#### Что нужно сделать:
a) Из какого города, согласно тексту о «Княжне Мери», ранним утром выехали Печорин и Вернер?
b) Соответствуют ли тексту о «Княжне Мери» утверждения (i) Печорин вернулся, когда солнце уже садилось; (ii) лакей подал Печорину три записки; (iii) Вернер втягивал Печорина в дуэль? Для каждого ответьте «да» или «нет» и приведите точную цитату из текста, которая это решает.
c) Переведите, пожалуйста, на английский язык предложение из текста о «Княжне Мери»: «Но его испытания еще не кончились».

#### Текст для чтения:
__________

Гл. 6. «КНЯЖНА МЕРИ»
(продолжение)[
2]
Земле я отдал дань земную
Любви, надежд, добра и зла;
Начать готов я жизнь другую,
Молчу и жду: пора пришла;
Я в мире не оставлю брата,
И тьмой и холодом объята
Душа усталая моя;
Как ранний плод, лишенный сока,
Она увяла в бурях рока
Под знойным солнцем бытия.[
3]
ПЕЧОРИН
Ранним утром Печорин и Вернер выехали из Кисловодска. «Уж солнце садилось», когда Печорин вернулся, «измученный на измученной лошади».
Он не рассказывает, о чем думал, пока ездил по окрестностям, «бросив поводья и опустив голову на грудь», впервые не замечая природы, не разбирая дороги. Он только
признается: «Вид человека был бы мне тягостен...» У него есть довольно оснований считать свою совесть запятнанной; зная Печорина, мы не сомневаемся: наедине с собой
он беспощадно судил себя. Но его испытания еще не кончились.
«Лакей мой сказал мне, что заходил Вернер, и подал мне две записки: одну от него, другую... от Веры».
Короткая записка Вернера кончается словами: «Доказательств против вас нет никаких, и вы можете спать спокойно... если можете... Прощайте».
Вернер имеет право так писать: Печорин не посвящал его в свои замыслы, он не мог предвидеть трагической развязки, он не втягивал Печорина в дуэль, а пытался удержать
от нее... И все-таки поведение Вернера непорядочно, потому что, согласившись быть секундантом, он должен нести ответственность до конца. Формально доктор выполнил все
свои обязательства: «...тело привезено обезображенное, пуля из груди вынута». Но кроме формальных обязательств, есть еще моральные; от них Вернер ушел, оставив
Печорина одного перед судом совести.

__________

#### Исходные материалы:

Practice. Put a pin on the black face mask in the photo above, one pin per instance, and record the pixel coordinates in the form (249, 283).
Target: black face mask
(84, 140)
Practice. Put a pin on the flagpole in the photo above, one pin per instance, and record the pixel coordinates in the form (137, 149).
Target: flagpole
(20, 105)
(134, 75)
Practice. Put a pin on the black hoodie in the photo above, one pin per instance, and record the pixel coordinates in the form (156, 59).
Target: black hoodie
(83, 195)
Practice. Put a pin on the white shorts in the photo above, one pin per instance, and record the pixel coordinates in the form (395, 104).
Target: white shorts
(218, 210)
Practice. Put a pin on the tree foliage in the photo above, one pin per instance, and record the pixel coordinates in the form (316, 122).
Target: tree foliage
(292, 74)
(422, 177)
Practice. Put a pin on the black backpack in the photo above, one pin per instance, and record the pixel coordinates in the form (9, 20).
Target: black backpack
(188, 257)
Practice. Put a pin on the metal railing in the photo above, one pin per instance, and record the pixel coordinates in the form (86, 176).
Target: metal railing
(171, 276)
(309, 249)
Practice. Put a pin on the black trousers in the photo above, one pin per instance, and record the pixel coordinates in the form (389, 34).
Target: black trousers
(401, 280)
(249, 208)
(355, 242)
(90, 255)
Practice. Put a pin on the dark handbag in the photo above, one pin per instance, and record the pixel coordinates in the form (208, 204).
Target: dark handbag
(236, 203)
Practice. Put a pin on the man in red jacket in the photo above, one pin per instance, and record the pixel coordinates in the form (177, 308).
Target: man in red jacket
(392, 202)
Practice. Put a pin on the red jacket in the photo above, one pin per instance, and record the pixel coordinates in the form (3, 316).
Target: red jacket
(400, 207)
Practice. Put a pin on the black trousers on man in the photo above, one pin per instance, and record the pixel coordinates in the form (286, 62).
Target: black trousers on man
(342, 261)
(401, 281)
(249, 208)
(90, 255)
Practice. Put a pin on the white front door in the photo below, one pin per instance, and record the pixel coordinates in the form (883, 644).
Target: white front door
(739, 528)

__________

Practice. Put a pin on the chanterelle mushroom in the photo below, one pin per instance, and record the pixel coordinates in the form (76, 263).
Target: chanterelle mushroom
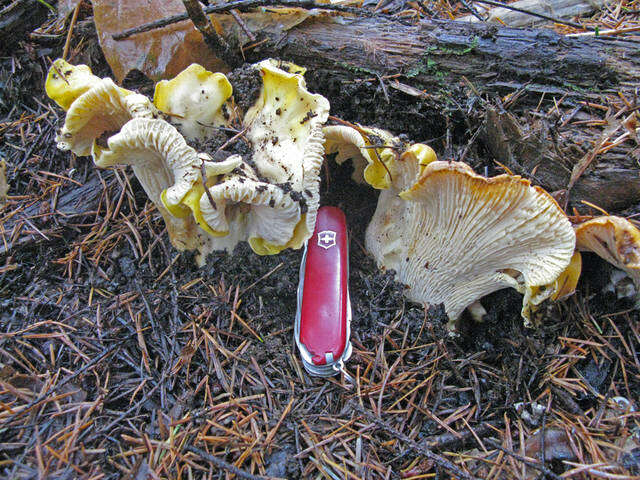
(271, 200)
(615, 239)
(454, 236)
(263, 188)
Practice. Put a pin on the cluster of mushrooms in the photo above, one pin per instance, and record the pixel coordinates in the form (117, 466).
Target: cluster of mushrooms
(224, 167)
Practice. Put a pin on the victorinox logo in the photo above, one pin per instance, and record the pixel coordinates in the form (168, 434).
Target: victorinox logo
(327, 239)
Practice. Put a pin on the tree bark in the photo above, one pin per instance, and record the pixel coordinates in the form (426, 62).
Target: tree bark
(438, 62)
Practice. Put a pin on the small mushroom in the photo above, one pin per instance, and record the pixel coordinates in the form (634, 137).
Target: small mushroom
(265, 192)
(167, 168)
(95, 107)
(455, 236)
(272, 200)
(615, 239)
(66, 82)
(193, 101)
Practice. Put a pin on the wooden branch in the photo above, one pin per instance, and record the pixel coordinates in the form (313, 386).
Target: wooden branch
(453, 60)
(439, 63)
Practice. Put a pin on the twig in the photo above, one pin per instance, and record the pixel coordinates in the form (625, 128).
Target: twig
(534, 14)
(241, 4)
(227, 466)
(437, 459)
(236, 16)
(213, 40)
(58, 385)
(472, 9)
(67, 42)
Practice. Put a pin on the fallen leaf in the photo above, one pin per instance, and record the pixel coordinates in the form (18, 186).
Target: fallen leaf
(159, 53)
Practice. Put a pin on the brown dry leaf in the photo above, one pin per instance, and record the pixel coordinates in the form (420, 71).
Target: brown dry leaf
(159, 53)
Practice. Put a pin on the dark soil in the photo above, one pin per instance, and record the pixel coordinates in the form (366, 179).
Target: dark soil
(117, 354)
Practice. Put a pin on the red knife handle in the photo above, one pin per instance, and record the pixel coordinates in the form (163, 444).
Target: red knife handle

__________

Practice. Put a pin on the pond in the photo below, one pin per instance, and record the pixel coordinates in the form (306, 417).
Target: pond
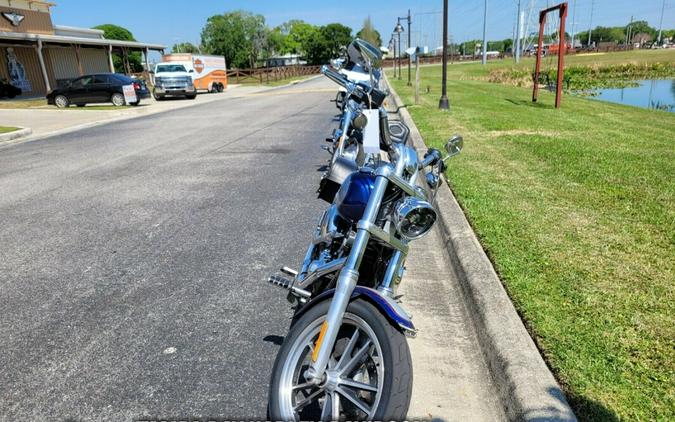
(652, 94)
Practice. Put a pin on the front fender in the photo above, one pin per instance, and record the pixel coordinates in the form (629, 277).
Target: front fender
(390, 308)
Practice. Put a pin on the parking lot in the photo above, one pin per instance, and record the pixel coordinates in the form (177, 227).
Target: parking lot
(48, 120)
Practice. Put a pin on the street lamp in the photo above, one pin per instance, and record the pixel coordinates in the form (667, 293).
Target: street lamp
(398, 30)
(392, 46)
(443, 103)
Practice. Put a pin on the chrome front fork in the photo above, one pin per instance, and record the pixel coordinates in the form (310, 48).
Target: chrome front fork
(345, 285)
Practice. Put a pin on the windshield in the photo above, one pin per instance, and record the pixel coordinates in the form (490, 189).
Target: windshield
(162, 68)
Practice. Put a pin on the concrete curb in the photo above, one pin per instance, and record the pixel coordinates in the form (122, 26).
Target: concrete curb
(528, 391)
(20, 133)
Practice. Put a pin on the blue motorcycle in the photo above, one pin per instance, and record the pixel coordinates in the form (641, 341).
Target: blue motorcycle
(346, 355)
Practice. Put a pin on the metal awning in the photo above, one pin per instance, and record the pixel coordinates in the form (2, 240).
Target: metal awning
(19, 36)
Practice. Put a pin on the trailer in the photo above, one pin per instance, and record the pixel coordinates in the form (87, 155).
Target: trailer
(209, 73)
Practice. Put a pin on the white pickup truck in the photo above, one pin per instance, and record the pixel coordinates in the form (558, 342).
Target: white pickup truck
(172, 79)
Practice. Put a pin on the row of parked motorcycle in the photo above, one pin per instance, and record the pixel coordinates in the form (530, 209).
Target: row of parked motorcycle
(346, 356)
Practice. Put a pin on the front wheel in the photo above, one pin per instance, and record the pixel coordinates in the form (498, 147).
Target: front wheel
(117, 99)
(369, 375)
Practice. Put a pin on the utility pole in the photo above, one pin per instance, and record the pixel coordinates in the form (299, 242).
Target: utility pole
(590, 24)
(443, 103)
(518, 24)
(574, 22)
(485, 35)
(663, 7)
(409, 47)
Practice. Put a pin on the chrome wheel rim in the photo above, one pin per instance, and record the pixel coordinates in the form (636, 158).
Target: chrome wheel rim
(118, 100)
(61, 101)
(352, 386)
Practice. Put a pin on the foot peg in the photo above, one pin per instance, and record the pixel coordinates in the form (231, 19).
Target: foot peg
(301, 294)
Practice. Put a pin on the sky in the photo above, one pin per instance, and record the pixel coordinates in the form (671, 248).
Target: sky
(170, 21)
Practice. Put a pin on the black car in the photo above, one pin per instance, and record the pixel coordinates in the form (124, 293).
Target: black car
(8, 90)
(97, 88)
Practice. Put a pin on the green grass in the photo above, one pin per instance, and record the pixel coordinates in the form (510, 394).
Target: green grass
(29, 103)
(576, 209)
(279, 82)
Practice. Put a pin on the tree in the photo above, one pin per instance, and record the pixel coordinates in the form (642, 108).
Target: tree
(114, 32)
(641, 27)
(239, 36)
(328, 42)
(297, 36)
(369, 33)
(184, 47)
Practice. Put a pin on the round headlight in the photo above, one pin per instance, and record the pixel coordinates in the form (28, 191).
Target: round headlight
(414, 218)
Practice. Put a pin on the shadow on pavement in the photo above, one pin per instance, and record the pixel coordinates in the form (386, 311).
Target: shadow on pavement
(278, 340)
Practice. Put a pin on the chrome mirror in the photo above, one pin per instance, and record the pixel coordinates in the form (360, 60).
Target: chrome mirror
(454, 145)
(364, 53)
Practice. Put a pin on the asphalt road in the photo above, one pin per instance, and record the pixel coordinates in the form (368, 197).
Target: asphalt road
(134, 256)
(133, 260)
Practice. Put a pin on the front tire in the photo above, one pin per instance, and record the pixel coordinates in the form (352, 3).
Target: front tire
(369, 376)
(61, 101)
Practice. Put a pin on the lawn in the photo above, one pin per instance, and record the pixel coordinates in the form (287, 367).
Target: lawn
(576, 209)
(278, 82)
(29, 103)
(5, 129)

__________

#### Ответы по заданиям:
a) Из Кисловодска.

b)
(i) Да: «Уж солнце садилось».
(ii) Нет: «подал мне две записки».
(iii) Нет: «он не втягивал Печорина в дуэль».

c) But his trials were not over yet.